Print the lines below word for word, leaving out the pictures.
# # #
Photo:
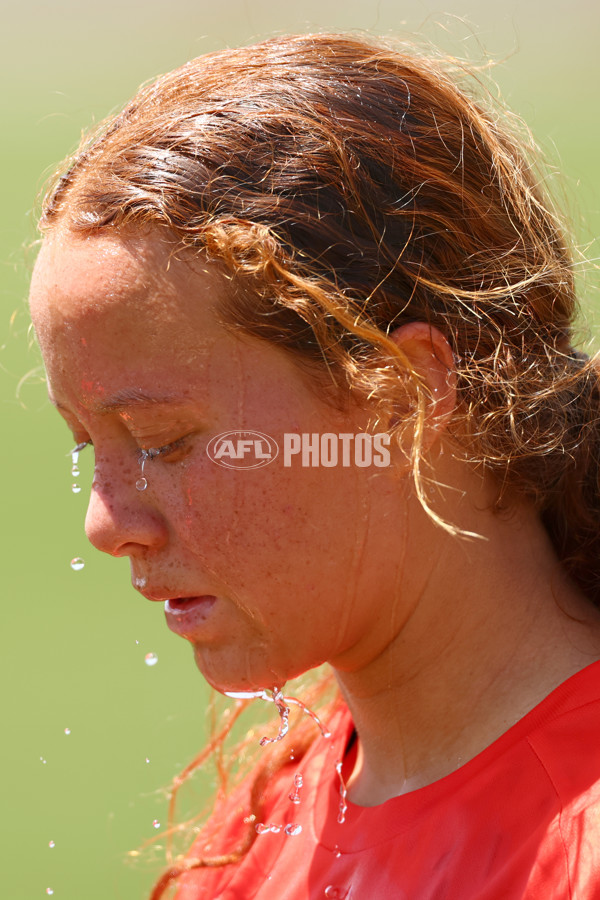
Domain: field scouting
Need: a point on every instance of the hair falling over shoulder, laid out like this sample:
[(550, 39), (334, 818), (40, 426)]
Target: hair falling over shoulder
# # #
_CORRECT RESPONSE_.
Photo:
Domain: field scouting
Need: a point on every instance of the hair falling over shoulder, laid out like this sample:
[(550, 39), (334, 818), (40, 426)]
Target: hair falling over shoulder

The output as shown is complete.